# [Written tasks]
1. From the card puzzle discussion, transcribe the passage starting with "So, same question" and going on through "25 (not 23)".
2. Rewrite the paragraph in the card puzzle discussion that begins "I worked it the other way" in fewer words, keeping its main facts.

# [Extract provided]
┄┄┄┄┄┄┄┄┄┄

With thinking like that, I could go and get another pack of cards (or even a few dice) and have four of a kind before I’ve drawn any cards. Nowhere does it specify that the four have to come from this pack of cards.

“From a full deck of 52 playing cards, how many cards do you need to draw to ensure that you have 4 of a kind in your hand?”

That statement is not ambiguous. “Drawing” by definition does not allow you the freedom to “select” your cards.

If you really want to misinterpret the puzzle, you might aswell say that 1 card has 4 corners and corners is the kind you’re looking for.

Or just hold the deck in your hand and say that you never removed any, but you now have 4 of a kind in your hand.

For the rest of us, Richard’s solution stands :)

I went straight to 40 as my answer then also considered the sneaky nature of some of the questions posed and reasoned 4 could also be an answer. I accept that “to draw cards” differs from selecting four cards but I’d prefer to cover both bases.

Were you like this when you did your 11+ exam?

I didn’t ‘solve’ it. I just answered the very easy question.

Don’t be smug, Eddie

I worked it the other way. If the pack is left with 13 cards one of them could be 2, stopping quad 2s; a 3 stops quad 3s etc. If 13 cards are left each of the values could be “stopped”:: draw one more and at least one four of a kind isn’t “stopped”.

I thought this was a good puzzle. I certainly did not solve it straight away but did so after a while. Thank you Richard.

The general formula seems to be : V x (T – 1) +1 (V = number of variants, here 13 ; T = number of types, here 4 => 13 x (4 – 1) + 1)

So, same question with 32 cards (8 of each color): 8 x (4 – 1) + 1 = 23

Other examples:

- If you have 2 colors of socks and want to be sure to take 2 of the same color : 2 x (2 – 1) + 1 = 3

- If you just want 4 cards of the same color: 4 x (4 – 1) + 1 = 13

Etc.

Not demonstrated, but seems valid: anyone has a counter-example?

I think 8 x (4-1) +1 = 25 (not 23)

Ooops! You’re right, sorry and thanks for the correction

Clever generalization! I wonder how one could prove it.

Got it, by the same logic. Not being into Poker I had to look up what exactly the hand means.

Interesting side questions would be:

What is the probability of four-of-a-kind when drawing

kcards? orHow many cards should one draw to have at least a 50% chance of getting four-of-a-kind?

I saw some discussion of that hand in 5-card and 7-card poker, but the cases there are not easily generalizable to

k > 7— one has to account for cases with more than one four-of-a-kind in the numerator. Messy, I think. The result would have to come out such that strictlyp(k)< 1 fork< 39 andp(k)= 1 fork≥ 40.I complain when it’s too easy (like today) and when it’s too difficult for me to solve. I should just be happy that Richard throws in an easy puzzle once in a while…

Ohhhh … so that’s what four of a kind means xD … my answer was 13, I’m sure you know why.

Close! What you were aiming for was a Flush, though generally that’s 5 cards all of the same suit, not 4 :)

I enjoyed the puzzle, even if it wasn’t too difficult this week. Few too many moaners on here deliberately misinterpreting puzzles for dull answers.

┄┄┄┄┄┄┄┄┄┄

Stored entries:
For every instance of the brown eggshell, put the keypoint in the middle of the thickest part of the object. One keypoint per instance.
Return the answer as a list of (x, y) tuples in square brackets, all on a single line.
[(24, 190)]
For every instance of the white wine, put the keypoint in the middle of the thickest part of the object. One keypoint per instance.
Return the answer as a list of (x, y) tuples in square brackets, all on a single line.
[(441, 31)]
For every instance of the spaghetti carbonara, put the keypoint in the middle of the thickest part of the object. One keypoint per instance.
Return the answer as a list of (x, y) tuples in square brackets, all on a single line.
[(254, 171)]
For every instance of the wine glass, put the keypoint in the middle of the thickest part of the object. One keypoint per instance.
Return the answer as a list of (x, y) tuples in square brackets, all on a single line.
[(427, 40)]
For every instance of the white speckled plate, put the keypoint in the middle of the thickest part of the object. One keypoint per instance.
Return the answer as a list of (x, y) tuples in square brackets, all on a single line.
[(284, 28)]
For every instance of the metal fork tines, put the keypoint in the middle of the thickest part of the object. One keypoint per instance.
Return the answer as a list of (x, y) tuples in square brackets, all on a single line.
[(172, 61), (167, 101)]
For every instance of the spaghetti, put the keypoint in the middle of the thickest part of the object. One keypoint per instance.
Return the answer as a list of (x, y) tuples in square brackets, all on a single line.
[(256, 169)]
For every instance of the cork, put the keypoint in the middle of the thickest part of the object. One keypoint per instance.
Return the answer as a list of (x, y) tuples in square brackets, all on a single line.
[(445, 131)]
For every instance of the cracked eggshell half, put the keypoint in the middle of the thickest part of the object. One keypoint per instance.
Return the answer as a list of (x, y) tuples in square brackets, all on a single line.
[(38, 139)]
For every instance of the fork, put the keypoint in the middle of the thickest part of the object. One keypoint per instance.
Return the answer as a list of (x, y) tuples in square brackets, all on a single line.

┄┄┄┄┄┄┄┄┄┄

# [Solutions]
1.
So, same question with 32 cards (8 of each color): 8 x (4 – 1) + 1 = 23

Other examples:

- If you have 2 colors of socks and want to be sure to take 2 of the same color : 2 x (2 – 1) + 1 = 3

- If you just want 4 cards of the same color: 4 x (4 – 1) + 1 = 13

Etc.

Not demonstrated, but seems valid: anyone has a counter-example?

I think 8 x (4-1) +1 = 25 (not 23)

2. Working backward: if 13 cards remain in the pack, each of the 13 values could be "stopped" by one remaining card, such as a 2 blocking quad 2s and a 3 blocking quad 3s. Drawing one more card leaves at least one four of a kind no longer stopped.